__Objective__. Copy out the entries below, renaming "pixel coordinates" to "image coordinates" wherever it occurs and changing nothing else. Omit the pictures from your copy.

[Start of Data provided]

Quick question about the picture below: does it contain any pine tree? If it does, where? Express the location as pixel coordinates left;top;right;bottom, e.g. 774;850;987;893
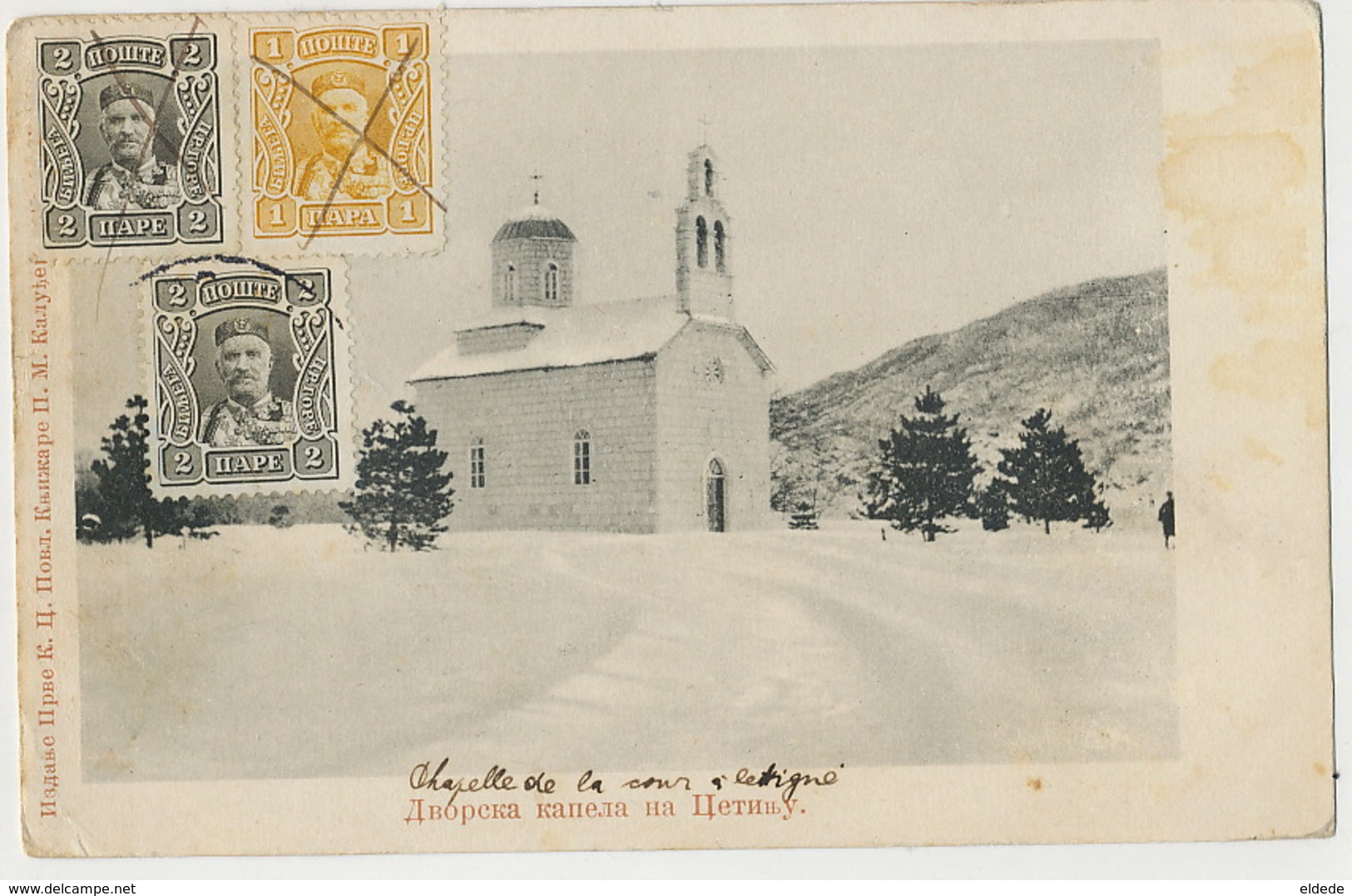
91;394;162;547
339;401;454;550
976;480;1010;532
864;387;980;542
993;408;1110;534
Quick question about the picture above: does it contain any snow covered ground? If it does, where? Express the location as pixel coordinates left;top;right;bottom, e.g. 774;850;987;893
78;523;1177;780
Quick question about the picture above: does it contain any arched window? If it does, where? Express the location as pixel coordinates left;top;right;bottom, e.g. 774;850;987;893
705;457;727;532
469;439;487;488
545;262;558;301
573;430;591;485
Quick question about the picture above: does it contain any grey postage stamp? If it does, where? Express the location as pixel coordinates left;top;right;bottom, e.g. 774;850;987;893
149;259;348;493
37;31;222;249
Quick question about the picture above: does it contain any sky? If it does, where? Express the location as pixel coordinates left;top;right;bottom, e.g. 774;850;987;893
416;41;1164;389
76;41;1164;448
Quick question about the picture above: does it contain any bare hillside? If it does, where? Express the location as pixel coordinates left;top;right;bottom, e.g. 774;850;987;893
770;269;1172;519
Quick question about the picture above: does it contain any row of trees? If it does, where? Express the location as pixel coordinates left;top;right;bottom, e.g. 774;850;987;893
860;387;1112;542
76;394;454;550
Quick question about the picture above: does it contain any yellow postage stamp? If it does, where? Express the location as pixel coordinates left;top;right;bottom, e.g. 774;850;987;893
249;22;435;242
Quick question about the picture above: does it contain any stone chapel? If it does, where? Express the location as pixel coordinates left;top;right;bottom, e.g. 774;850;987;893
409;146;774;532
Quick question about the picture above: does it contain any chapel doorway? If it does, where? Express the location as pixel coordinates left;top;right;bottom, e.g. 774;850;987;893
705;457;727;532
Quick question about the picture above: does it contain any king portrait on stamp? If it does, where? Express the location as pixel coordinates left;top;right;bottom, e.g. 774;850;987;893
295;69;389;201
201;314;296;448
85;80;182;210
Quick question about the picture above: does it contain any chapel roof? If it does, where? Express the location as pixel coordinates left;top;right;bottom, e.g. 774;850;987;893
493;201;577;243
409;296;772;383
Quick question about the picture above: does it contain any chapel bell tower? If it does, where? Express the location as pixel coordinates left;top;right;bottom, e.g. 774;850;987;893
676;145;733;320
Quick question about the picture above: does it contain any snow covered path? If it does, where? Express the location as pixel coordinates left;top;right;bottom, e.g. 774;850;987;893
82;524;1176;780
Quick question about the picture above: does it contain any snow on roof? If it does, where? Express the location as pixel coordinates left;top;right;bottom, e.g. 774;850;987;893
409;296;686;383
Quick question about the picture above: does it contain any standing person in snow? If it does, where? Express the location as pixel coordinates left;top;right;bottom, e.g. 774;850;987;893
1160;492;1174;547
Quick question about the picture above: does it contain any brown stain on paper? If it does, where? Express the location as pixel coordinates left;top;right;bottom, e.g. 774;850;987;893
1159;32;1326;435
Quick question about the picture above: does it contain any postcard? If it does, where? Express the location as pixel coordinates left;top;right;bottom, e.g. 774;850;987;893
8;0;1335;855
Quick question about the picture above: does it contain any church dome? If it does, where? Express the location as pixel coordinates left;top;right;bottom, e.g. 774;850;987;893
493;204;577;243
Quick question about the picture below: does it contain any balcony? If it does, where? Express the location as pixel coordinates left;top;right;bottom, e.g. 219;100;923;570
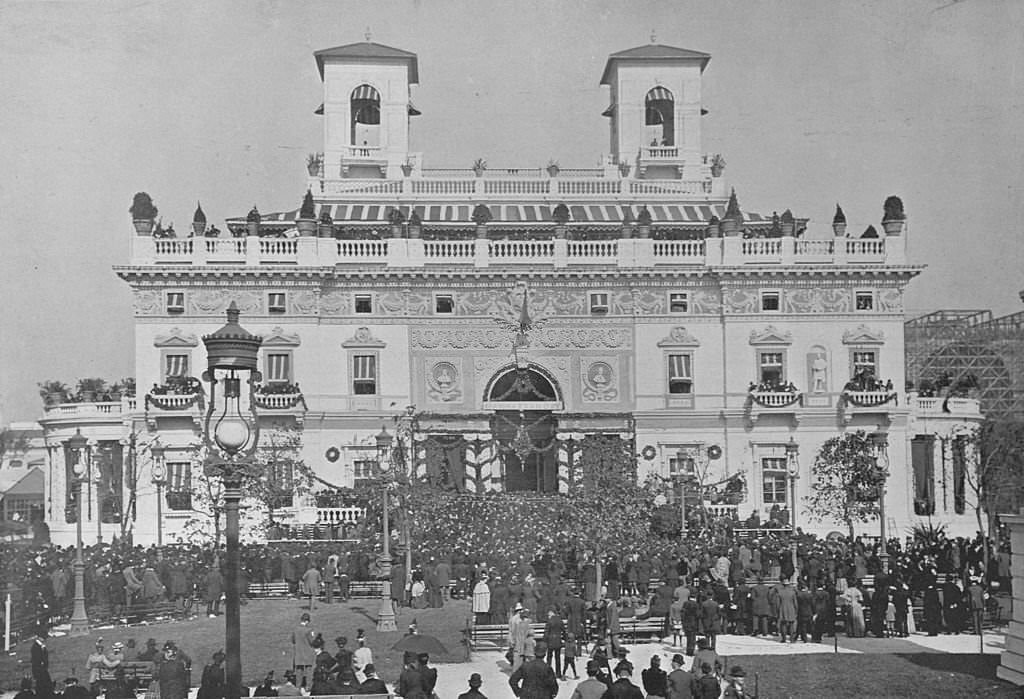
132;233;905;268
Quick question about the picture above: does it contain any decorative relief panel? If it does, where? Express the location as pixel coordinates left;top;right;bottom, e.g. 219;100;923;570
133;291;163;315
782;289;853;313
424;358;464;403
288;290;316;315
321;290;352;315
879;289;903;313
580;357;620;403
410;326;633;349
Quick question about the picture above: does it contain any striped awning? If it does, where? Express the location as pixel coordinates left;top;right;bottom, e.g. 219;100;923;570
234;202;771;227
352;85;381;102
644;86;673;104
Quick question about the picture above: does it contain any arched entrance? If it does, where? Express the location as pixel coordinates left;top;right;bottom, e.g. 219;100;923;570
484;365;561;492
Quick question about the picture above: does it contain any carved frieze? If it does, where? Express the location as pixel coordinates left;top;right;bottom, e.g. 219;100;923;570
410;325;633;349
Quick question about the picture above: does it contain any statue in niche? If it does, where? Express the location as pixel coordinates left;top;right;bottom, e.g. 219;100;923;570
810;349;828;393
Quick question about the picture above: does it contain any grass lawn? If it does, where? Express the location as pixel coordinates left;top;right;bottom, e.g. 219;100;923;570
0;599;470;691
728;653;1022;699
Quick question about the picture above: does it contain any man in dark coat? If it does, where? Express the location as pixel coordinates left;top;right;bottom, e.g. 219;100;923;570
797;584;814;643
751;575;771;636
601;662;644;699
509;643;561;699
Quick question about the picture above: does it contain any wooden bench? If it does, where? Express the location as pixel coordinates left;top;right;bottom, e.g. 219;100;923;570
247;580;288;597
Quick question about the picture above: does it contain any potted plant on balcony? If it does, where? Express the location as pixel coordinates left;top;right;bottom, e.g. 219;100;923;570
710;152;725;177
882;196;906;235
306;152;324;177
128;191;157;235
193;202;206;237
39;380;68;405
78;378;106;403
833;202;846;237
295;189;316;235
317;207;334;237
387;207;406;237
246;204;262;237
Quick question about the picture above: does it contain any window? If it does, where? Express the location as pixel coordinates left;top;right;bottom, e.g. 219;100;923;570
352;458;377;481
355;294;374;313
266;352;292;383
669;451;696;476
165;462;191;510
164;352;189;381
761;456;788;505
669;292;690;313
266;292;285;313
352;354;377;396
590;292;608;315
669;354;693;394
167;292;185;314
853;350;879;377
758;351;785;388
434;294;455;314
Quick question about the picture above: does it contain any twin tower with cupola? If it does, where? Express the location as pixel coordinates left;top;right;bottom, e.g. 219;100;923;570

[End of Data provided]

__Answer for this exercise__.
Quick question about the picture below: does it contain any pine tree? If it does, where? Express the location as image coordinates left;top;right;bottom, e.g. 774;850;987;893
91;394;162;547
339;401;454;550
976;480;1010;532
864;387;980;542
993;408;1110;534
Quick question about the picture above: does it contain any snow covered ground? If it does, where? Express the location as image coordinates left;top;right;bottom, e.g. 774;850;987;893
78;523;1177;780
Quick question about the picture above: does it contain any arched window? If it does, where? Express the location as image coordinates left;top;right;bottom, e.g. 774;850;987;893
705;457;727;532
469;439;487;488
545;262;558;301
573;430;591;485
Quick question about the picture above: does it contain any grey postage stamp? If it does, where? Express the location as image coordinates left;top;right;bottom, e.g. 774;850;987;893
149;259;348;493
37;31;222;249
Quick question about the picture above: does it contain any sky? If it does, where? Express the location as image coordinates left;top;right;bottom, e.g. 774;850;987;893
416;41;1164;389
76;41;1164;448
Quick question about the picture above: does it contain any bare hillside? If it does, where? Express the location as image coordinates left;top;right;bottom, e.g. 774;850;987;893
770;269;1172;519
Quick question about the picture above: does it contain any row of trees? If it does, where? Express the location as image coordinates left;top;right;bottom, e.g. 774;850;987;893
860;387;1112;542
76;394;454;550
Quick question about the picture above: does it contain any yellow postage stamp? If it does, where? Express the location as image coordinates left;top;right;bottom, e.g. 774;850;987;893
249;22;435;242
Quick question about the picture above: does it contain any stone chapel? If it does, where? Express the location as image coordinates left;top;right;bottom, e.g. 774;850;987;893
409;146;774;532
Quick question about the picture above: does it contain any chapel doorway? If it does, where? Express the location as image coordinates left;top;right;bottom, e.g. 774;850;987;893
705;457;727;532
Quick question about the picture above: does it contain any king portrait on stamp? If it does, where? Express the location as image coordinates left;top;right;bottom, e.g. 774;850;987;893
295;69;389;201
201;314;296;448
85;80;182;210
Quick question about the picture above: does it contain any chapel roof? If it does, where? Express the location as image coordinates left;top;right;bottom, e.g. 774;850;987;893
493;201;577;243
409;296;772;383
Quick question about the picture above: does it contain any chapel bell tower? If it does, where? Express the location as image coordinates left;top;right;bottom, e.g. 774;850;987;893
676;145;733;320
Quick question about the picture above: does it contain any snow covered path? If it does, where? Express the location as image coordinates left;top;right;bottom, e.g. 774;850;987;893
82;524;1176;780
Quick question about the picture above: does it contain any snow on roof? If it does, where? Express the location as image coordinates left;top;right;bottom, e.g. 774;850;987;893
409;296;686;383
Quick question about the picture above: does it contain any standing person in snow? If it does, where? Express the location as image coordinates left;top;right;bottom, e.g. 774;850;987;893
1160;492;1174;547
Quick question about the picture above: does it contain any brown stain on paper? If it does, where? Express the location as image coordinates left;top;right;bottom, e.g. 774;850;987;893
1159;32;1326;435
Quick question about the picture above: does it contain any postcard? If it does, where? Express the location as image coordinates left;top;right;bottom, e.g. 774;850;987;893
8;0;1335;855
Quick question about the picture above: does it contain any church dome? If it does, where? Express the location as image coordinates left;top;right;bottom, e.g. 774;850;987;893
493;204;577;243
Quick question about the picture below: does it contain any balcony? If it does, where? Express the location as image coordinates left;top;right;bottom, e.g. 219;100;923;570
132;233;905;268
Quick question about the picture above: does it contain any decorative relief panel? If it does, where? Express the location as image coordinates left;top;right;bottom, e.g. 219;100;923;570
133;291;163;315
782;289;853;313
424;358;464;403
288;290;316;315
321;290;352;315
879;289;903;313
580;357;620;403
410;326;633;349
Quick question about the picture above: does it contain any striped awning? If it does, where? Express the location as image coordinates left;top;right;bottom, e.g. 219;100;923;570
234;202;771;227
352;85;381;102
644;86;673;104
Quick question about the picture above: does it contain any arched entrance? If it does, where? Express the location as image coordinates left;top;right;bottom, e.g. 219;100;923;570
484;365;561;492
Quick question about the picture above: does it contain any carved frieze? If it does, where? Express the location as image coordinates left;top;right;bottom, e.g. 219;100;923;570
410;325;633;349
Quick question about the picture above: does it contain any statue in niche? If it does, where? Express the location as image coordinates left;top;right;bottom, e.g. 219;100;923;570
810;349;828;393
Quick question about the picture above: does it contain any grass lawn? If it does, where? Express the location as image coordinates left;top;right;bottom, e.g. 219;100;923;570
0;599;470;691
728;653;1022;699
Quick question about the picture above: does it contain any man in dark coat? If it does, where? Express the location as image coordinates left;top;right;bottom, e.g. 219;100;923;570
797;584;814;643
751;575;771;636
601;662;644;699
509;643;561;699
Quick question about the picture above: does it contain any wooden bench? If it does, where? Express the location as image coordinates left;top;right;bottom, e.g. 219;100;923;570
247;580;288;597
Quick question about the picture above: does it contain any potted plant on balcony? If it does, where? Express the location as image coordinates left;top;right;bottom, e.g. 219;100;923;570
710;152;725;177
882;196;906;235
306;152;324;177
128;191;157;235
193;202;206;237
39;380;68;405
78;378;106;403
833;202;846;237
295;189;316;235
317;207;334;237
387;207;406;237
246;204;262;237
Quick question about the picture above: does it contain any window? If it does, where? Express the location as image coordinates left;top;right;bottom, e.g. 219;100;923;570
352;458;377;481
355;294;374;313
266;352;292;383
669;451;696;476
165;462;191;510
164;352;189;381
761;456;788;505
669;292;690;313
266;292;285;313
352;354;377;396
590;292;608;315
669;354;693;394
167;292;185;314
853;350;879;377
758;351;785;388
434;294;455;314
Quick question about the picture above: does it contain any twin tower with cupola? If it does, where? Express the location as image coordinates left;top;right;bottom, e.g. 219;100;923;570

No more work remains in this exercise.